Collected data

::::::::

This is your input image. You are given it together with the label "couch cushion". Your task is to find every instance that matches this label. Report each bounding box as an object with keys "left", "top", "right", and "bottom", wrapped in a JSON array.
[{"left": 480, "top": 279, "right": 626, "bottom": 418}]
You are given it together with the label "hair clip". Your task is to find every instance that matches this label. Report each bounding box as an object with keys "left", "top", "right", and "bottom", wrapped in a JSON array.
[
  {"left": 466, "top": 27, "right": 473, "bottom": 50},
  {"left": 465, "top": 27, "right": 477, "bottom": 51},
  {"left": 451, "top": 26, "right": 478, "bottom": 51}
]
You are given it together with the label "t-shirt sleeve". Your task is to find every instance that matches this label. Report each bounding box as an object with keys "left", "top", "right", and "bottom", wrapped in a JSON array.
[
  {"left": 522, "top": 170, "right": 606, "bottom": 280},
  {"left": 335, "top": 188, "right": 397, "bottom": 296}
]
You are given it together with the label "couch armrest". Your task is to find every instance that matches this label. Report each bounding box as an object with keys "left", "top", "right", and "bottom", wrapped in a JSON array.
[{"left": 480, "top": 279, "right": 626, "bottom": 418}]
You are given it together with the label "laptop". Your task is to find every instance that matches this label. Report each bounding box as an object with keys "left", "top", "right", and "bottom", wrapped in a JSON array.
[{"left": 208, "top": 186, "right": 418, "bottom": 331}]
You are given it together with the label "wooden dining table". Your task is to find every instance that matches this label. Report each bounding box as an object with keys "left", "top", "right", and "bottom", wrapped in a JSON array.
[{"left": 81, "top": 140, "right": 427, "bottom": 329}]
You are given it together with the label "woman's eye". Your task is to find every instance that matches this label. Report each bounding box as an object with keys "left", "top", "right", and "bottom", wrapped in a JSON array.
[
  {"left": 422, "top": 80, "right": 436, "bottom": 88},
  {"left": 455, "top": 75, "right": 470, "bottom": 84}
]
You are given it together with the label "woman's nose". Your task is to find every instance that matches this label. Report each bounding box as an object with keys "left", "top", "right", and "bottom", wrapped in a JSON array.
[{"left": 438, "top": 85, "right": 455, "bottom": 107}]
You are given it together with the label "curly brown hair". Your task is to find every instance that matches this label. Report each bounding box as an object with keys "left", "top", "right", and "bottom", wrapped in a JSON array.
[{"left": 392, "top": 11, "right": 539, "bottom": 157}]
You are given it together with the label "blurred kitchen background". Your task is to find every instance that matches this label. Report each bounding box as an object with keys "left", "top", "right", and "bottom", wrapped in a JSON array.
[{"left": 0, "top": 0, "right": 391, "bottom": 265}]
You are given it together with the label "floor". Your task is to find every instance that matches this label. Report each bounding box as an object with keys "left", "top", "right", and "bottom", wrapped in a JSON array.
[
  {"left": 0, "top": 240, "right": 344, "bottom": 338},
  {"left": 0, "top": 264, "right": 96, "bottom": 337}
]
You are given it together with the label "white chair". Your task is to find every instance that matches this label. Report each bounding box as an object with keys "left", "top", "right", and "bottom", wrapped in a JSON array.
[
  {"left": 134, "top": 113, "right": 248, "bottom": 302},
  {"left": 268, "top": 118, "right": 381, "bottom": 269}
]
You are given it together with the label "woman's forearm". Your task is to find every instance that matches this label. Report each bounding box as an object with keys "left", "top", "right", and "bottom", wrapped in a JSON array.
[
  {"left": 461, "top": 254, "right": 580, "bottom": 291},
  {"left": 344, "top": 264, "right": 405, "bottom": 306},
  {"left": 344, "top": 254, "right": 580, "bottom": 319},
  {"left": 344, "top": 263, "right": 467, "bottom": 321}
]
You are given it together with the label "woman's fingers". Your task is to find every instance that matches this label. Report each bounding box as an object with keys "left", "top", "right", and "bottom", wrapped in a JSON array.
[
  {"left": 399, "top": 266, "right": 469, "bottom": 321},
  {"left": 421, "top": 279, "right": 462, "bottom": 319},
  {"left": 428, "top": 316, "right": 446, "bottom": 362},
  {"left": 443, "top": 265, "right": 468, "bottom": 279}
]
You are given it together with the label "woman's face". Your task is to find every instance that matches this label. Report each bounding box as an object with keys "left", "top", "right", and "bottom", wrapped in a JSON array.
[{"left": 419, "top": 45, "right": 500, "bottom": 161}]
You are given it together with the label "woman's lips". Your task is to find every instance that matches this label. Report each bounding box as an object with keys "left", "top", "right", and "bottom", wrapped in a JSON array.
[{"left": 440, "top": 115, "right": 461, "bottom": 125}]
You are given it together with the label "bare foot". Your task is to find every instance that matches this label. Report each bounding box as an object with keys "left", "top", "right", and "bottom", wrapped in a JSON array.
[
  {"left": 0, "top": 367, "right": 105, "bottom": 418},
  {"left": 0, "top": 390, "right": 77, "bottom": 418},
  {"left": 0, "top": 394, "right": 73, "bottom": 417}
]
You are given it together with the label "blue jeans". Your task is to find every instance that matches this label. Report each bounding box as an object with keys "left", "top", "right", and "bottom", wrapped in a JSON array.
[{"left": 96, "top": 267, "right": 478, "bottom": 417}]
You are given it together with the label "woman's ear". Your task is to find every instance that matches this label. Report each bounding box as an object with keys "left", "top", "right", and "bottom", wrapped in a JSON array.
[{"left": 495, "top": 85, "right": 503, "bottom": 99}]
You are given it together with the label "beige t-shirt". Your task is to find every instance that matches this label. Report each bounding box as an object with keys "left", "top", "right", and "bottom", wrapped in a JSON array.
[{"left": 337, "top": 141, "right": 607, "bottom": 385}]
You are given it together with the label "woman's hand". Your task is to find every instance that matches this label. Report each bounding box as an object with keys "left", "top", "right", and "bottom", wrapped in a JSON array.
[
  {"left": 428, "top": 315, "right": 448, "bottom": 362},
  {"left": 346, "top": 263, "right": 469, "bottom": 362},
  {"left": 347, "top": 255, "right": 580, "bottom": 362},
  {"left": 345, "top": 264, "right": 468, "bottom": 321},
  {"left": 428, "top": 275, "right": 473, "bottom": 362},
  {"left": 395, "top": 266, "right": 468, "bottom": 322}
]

::::::::

Go through the records above and repeat each one exactly.

* Your response:
This is your input image. You are given it together with the label "couch cushion". Your task is to find every instance that matches this label. Report each bounding box as an object with keys "left", "top", "right", and "bottom", wrapped in a JSON array.
[{"left": 480, "top": 279, "right": 626, "bottom": 418}]
You are given it together with the label "hair clip". Your task is to find every instance that matches this label. Report each bounding box as an object with keys "left", "top", "right", and "bottom", wrapped in a JSON array.
[
  {"left": 466, "top": 27, "right": 473, "bottom": 50},
  {"left": 465, "top": 27, "right": 477, "bottom": 51},
  {"left": 451, "top": 26, "right": 478, "bottom": 51}
]
You are given it together with the label "t-shirt sleeve". Your task is to find every instance that matches this label. Report each bounding box as an object with keys "left", "top", "right", and "bottom", wrapped in a JSON array.
[
  {"left": 522, "top": 170, "right": 606, "bottom": 280},
  {"left": 335, "top": 188, "right": 397, "bottom": 296}
]
You are given it together with the label "couch armrest". Your task is to find every instance that matches this label. Report each bounding box as an object with keys "left", "top", "right", and "bottom", wrapped in a JSON array.
[{"left": 480, "top": 279, "right": 626, "bottom": 418}]
You are given it together with the label "laptop". Your task is to find every instance that matches this label. Report each bounding box as an object with keys "left", "top", "right", and "bottom", wrapped in a JSON array.
[{"left": 208, "top": 186, "right": 418, "bottom": 331}]
You are given it together with the label "wooden dining table". Your task is to find every instance that matches this label. Report each bounding box as an object with keys "left", "top", "right", and "bottom", wrapped in a JSON array.
[{"left": 81, "top": 140, "right": 427, "bottom": 329}]
You are given it together with the label "woman's eye". Your task is to find every instance that matches this label. Report each bounding box as an object with keys "left", "top", "right", and "bottom", wrapped in a JSON array.
[
  {"left": 422, "top": 80, "right": 436, "bottom": 88},
  {"left": 455, "top": 75, "right": 470, "bottom": 84}
]
You are given it together with the label "woman's nose". Your task is to find every instance that matches this label. Report each bounding box as an object with keys "left", "top", "right", and "bottom", wrapped in a JSON array.
[{"left": 438, "top": 85, "right": 455, "bottom": 107}]
You are given it together with the label "curly brown hair". Your task is to find every instance that matches this label. Report each bounding box as an object with keys "left", "top", "right", and "bottom", wrapped in a JSON array.
[{"left": 392, "top": 11, "right": 539, "bottom": 157}]
You are given it together with the label "blurred kitchen background". Your task is to find every instance that matches this label. Report each bounding box as an object with keys "left", "top", "right", and "bottom", wrapped in a JSON array.
[{"left": 0, "top": 0, "right": 391, "bottom": 265}]
You are given it together with the label "floor". Your task is to find every instance that matches this label. Report each bounding box as an object with keys "left", "top", "right", and "bottom", wrapped in a JSON array.
[
  {"left": 0, "top": 240, "right": 344, "bottom": 338},
  {"left": 0, "top": 264, "right": 96, "bottom": 337}
]
You are given it together with the label "white chair". Your task is to find every instance that matches this label. Report each bounding box as an object with keys "left", "top", "right", and "bottom", wrapped in a JSON array.
[
  {"left": 134, "top": 113, "right": 248, "bottom": 302},
  {"left": 268, "top": 118, "right": 381, "bottom": 269}
]
You are given it together with the label "woman's forearm". Your task is to find every instance that matches this label. Report each bounding box as an object with keys "left", "top", "right", and "bottom", wrapped in a JSON array.
[
  {"left": 461, "top": 254, "right": 580, "bottom": 291},
  {"left": 344, "top": 264, "right": 405, "bottom": 306},
  {"left": 344, "top": 254, "right": 580, "bottom": 319},
  {"left": 344, "top": 263, "right": 467, "bottom": 321}
]
You are given it together with the label "woman's fingers". Your task is to find every instance that matches this label. Report each bounding box as an object with keys "left", "top", "right", and "bottom", wrapped in a JSON array.
[
  {"left": 399, "top": 266, "right": 469, "bottom": 321},
  {"left": 421, "top": 279, "right": 462, "bottom": 319},
  {"left": 428, "top": 316, "right": 446, "bottom": 362},
  {"left": 443, "top": 265, "right": 468, "bottom": 279}
]
You are given it together with the label "woman's face". Your task is to find every instance that matches this label. Report each bounding box as an object with keys "left", "top", "right", and "bottom", wrapped in a JSON array.
[{"left": 419, "top": 45, "right": 500, "bottom": 161}]
You are given it together with the label "woman's lips". Your task is to find every instance that matches this label. Report each bounding box as an object with keys "left", "top", "right", and "bottom", wrapped in a JSON array.
[{"left": 440, "top": 115, "right": 461, "bottom": 125}]
You are given it together with the label "bare foot". Your task is to find every instance that matches this label. Report each bounding box as an object with keys "left", "top", "right", and "bottom", wrapped in a JSON array.
[
  {"left": 0, "top": 367, "right": 105, "bottom": 418},
  {"left": 0, "top": 390, "right": 77, "bottom": 418},
  {"left": 0, "top": 394, "right": 73, "bottom": 417}
]
You are given it together with the label "blue jeans". Your task is to find every instance that matches this label. Report each bounding box as an object with keys "left", "top", "right", and "bottom", wrapped in a JSON array.
[{"left": 96, "top": 267, "right": 478, "bottom": 417}]
You are given it together with the label "woman's ear". Your task is to find every instance that matches this label. Report each bounding box as an object with keys "left", "top", "right", and "bottom", wrapped in a JSON array.
[{"left": 495, "top": 85, "right": 503, "bottom": 99}]
You are given it together with the label "beige t-shirt". Your task is to find every instance that matches this label. Report each bounding box as an object with keys "left", "top", "right", and "bottom", wrapped in a JSON array.
[{"left": 337, "top": 141, "right": 607, "bottom": 385}]
You are given it together with the label "woman's hand". Your task is to find every instance that matches this label. Report each bounding box as an object with keys "left", "top", "right", and "bottom", wrapped in a JSON array.
[
  {"left": 428, "top": 315, "right": 448, "bottom": 362},
  {"left": 346, "top": 263, "right": 469, "bottom": 362},
  {"left": 347, "top": 255, "right": 580, "bottom": 362},
  {"left": 345, "top": 264, "right": 468, "bottom": 321},
  {"left": 428, "top": 275, "right": 473, "bottom": 362},
  {"left": 395, "top": 266, "right": 468, "bottom": 322}
]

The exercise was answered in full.